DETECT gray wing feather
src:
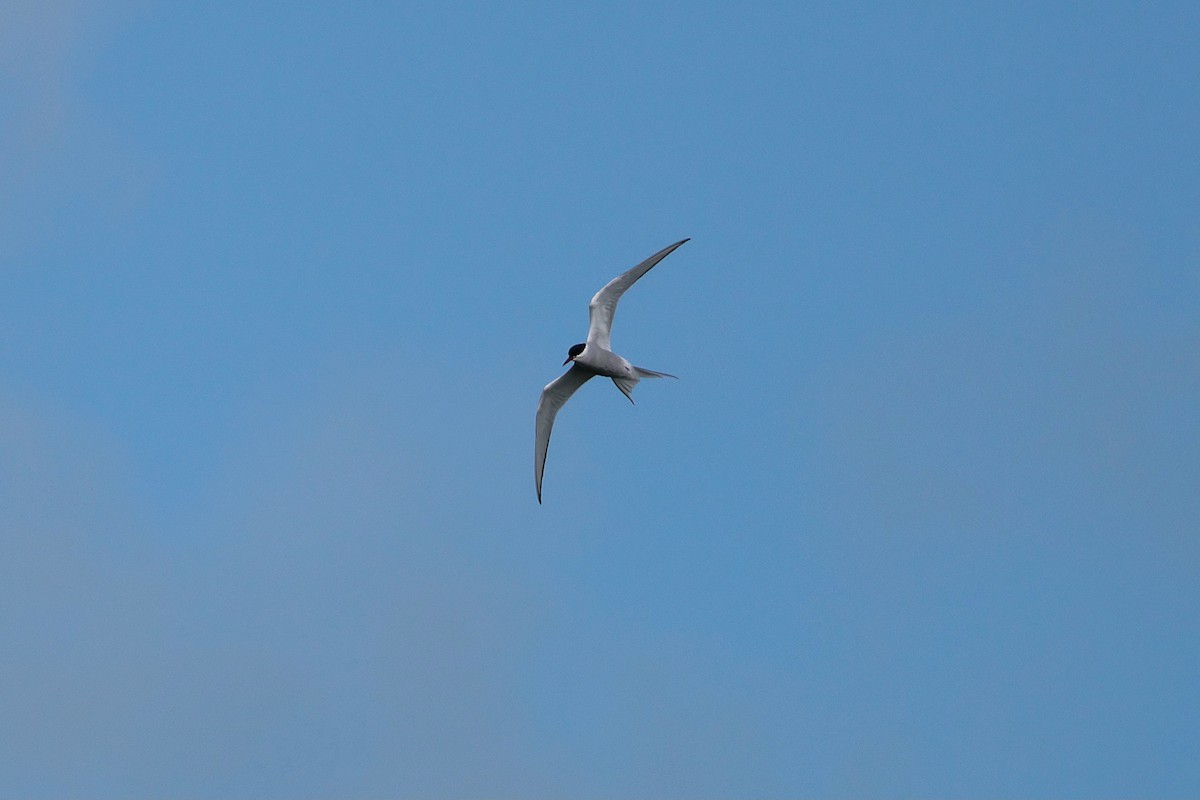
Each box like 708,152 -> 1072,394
533,365 -> 593,503
588,239 -> 688,350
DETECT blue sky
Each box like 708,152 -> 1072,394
0,0 -> 1200,798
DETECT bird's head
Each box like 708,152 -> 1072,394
563,343 -> 587,367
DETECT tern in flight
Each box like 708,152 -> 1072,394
533,239 -> 688,503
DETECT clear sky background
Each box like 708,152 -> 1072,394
0,0 -> 1200,799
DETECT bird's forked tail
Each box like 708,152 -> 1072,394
612,367 -> 679,403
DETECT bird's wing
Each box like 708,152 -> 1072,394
533,365 -> 592,503
588,239 -> 688,350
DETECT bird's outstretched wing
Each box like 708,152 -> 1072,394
533,365 -> 593,503
588,239 -> 688,350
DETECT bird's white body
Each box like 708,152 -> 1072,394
533,239 -> 688,503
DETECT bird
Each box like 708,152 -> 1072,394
533,237 -> 690,504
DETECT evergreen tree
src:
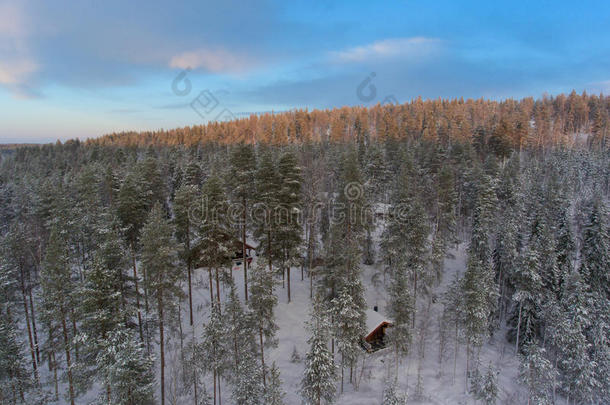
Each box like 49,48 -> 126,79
117,173 -> 147,341
275,152 -> 303,302
40,226 -> 76,405
519,343 -> 556,405
253,150 -> 281,278
0,303 -> 33,404
198,301 -> 228,403
174,184 -> 200,326
228,144 -> 256,302
248,262 -> 278,384
301,296 -> 337,405
331,285 -> 365,392
141,204 -> 182,405
263,362 -> 286,405
96,327 -> 155,405
381,381 -> 407,405
196,174 -> 234,303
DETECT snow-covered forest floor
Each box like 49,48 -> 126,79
153,244 -> 526,405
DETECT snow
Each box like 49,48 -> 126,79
41,244 -> 526,405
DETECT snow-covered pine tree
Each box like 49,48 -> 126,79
173,184 -> 201,326
331,284 -> 365,393
274,152 -> 303,302
76,226 -> 136,398
551,271 -> 598,403
141,204 -> 182,405
229,144 -> 256,302
40,226 -> 76,405
196,173 -> 235,304
263,362 -> 286,405
116,172 -> 148,341
248,261 -> 278,384
519,342 -> 557,405
0,296 -> 35,404
381,379 -> 407,405
300,295 -> 337,405
96,327 -> 155,405
252,150 -> 281,278
462,174 -> 498,368
197,300 -> 229,404
231,350 -> 265,405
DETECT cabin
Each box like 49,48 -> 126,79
363,310 -> 392,353
232,239 -> 256,270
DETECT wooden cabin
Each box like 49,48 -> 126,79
233,239 -> 256,270
363,310 -> 392,353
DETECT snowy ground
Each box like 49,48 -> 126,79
174,241 -> 527,405
41,244 -> 527,405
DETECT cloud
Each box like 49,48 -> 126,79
169,48 -> 256,74
331,37 -> 442,63
0,1 -> 39,98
============
Aim of the exercise: Arrange all of the lines above as a Markdown table with two columns, "Row" for the row number and "Text" for the line itself. Skip any blank lines, and leave the pictures out of your answer.

Expected output:
| Row | Text |
|---|---|
| 1 | DETECT gray wing feather |
| 2 | src: |
| 3 | Each box like 708,152 -> 1072,394 |
| 4 | 533,365 -> 593,503 |
| 5 | 588,239 -> 688,350 |
| 6 | DETECT blue sky |
| 7 | Each box like 708,152 -> 1072,394 |
| 8 | 0,0 -> 1200,798 |
| 9 | DETECT bird's head |
| 10 | Each box like 708,152 -> 1072,394 |
| 11 | 563,343 -> 587,367 |
| 12 | DETECT tern in flight |
| 13 | Each box like 708,152 -> 1072,394 |
| 14 | 533,239 -> 688,503 |
| 15 | DETECT clear sky background |
| 16 | Each box like 708,152 -> 1072,394 |
| 17 | 0,0 -> 1200,799 |
| 18 | DETECT bird's forked tail |
| 19 | Each box like 708,152 -> 1072,394 |
| 20 | 612,367 -> 679,403 |
| 21 | DETECT bird's wing |
| 22 | Each box like 708,152 -> 1072,394 |
| 23 | 533,365 -> 592,503 |
| 24 | 588,239 -> 688,350 |
| 25 | DETECT bird's outstretched wing |
| 26 | Each box like 708,152 -> 1072,394 |
| 27 | 533,365 -> 593,503 |
| 28 | 588,239 -> 688,350 |
| 29 | DETECT bird's white body |
| 30 | Each box like 708,152 -> 1072,394 |
| 31 | 533,239 -> 688,503 |
| 32 | DETECT bird |
| 33 | Each box like 708,152 -> 1072,394 |
| 34 | 533,237 -> 690,504 |
| 35 | DETECT evergreen tree |
| 36 | src: |
| 37 | Each box like 49,48 -> 126,79 |
| 38 | 117,173 -> 147,341 |
| 39 | 275,152 -> 303,302 |
| 40 | 40,226 -> 76,405 |
| 41 | 519,343 -> 556,405 |
| 42 | 253,150 -> 281,278 |
| 43 | 0,303 -> 33,404 |
| 44 | 198,301 -> 228,403 |
| 45 | 174,184 -> 200,326 |
| 46 | 228,144 -> 256,302 |
| 47 | 248,262 -> 278,384 |
| 48 | 301,296 -> 337,405 |
| 49 | 331,285 -> 365,392 |
| 50 | 141,204 -> 182,405 |
| 51 | 263,362 -> 286,405 |
| 52 | 96,327 -> 155,405 |
| 53 | 381,381 -> 407,405 |
| 54 | 196,174 -> 234,303 |
| 55 | DETECT snow-covered forest floor |
| 56 | Each box like 49,48 -> 126,79 |
| 57 | 153,244 -> 526,405 |
| 58 | DETECT snow |
| 59 | Each box like 49,48 -> 126,79 |
| 60 | 41,244 -> 526,405 |
| 61 | DETECT snow-covered pine tree |
| 62 | Each box like 49,48 -> 126,79 |
| 63 | 173,184 -> 201,326 |
| 64 | 331,284 -> 365,393 |
| 65 | 274,152 -> 303,302 |
| 66 | 76,226 -> 136,398 |
| 67 | 551,271 -> 598,403 |
| 68 | 141,204 -> 182,405 |
| 69 | 229,144 -> 256,302 |
| 70 | 40,226 -> 76,405 |
| 71 | 196,173 -> 235,304 |
| 72 | 263,362 -> 286,405 |
| 73 | 116,172 -> 148,341 |
| 74 | 248,261 -> 278,384 |
| 75 | 519,342 -> 557,405 |
| 76 | 0,296 -> 35,404 |
| 77 | 381,379 -> 407,405 |
| 78 | 300,295 -> 337,405 |
| 79 | 96,327 -> 155,405 |
| 80 | 252,150 -> 281,278 |
| 81 | 462,174 -> 498,368 |
| 82 | 197,300 -> 229,404 |
| 83 | 231,350 -> 265,405 |
| 84 | DETECT cabin |
| 85 | Each box like 49,48 -> 126,79 |
| 86 | 363,310 -> 392,353 |
| 87 | 232,239 -> 256,270 |
| 88 | DETECT wooden cabin |
| 89 | Each box like 49,48 -> 126,79 |
| 90 | 233,239 -> 256,270 |
| 91 | 363,310 -> 392,353 |
| 92 | DETECT snowy ground |
| 93 | Each box like 49,48 -> 126,79 |
| 94 | 174,241 -> 527,405 |
| 95 | 41,244 -> 527,405 |
| 96 | DETECT cloud |
| 97 | Each box like 49,48 -> 126,79 |
| 98 | 169,48 -> 256,74 |
| 99 | 331,37 -> 442,63 |
| 100 | 0,1 -> 39,98 |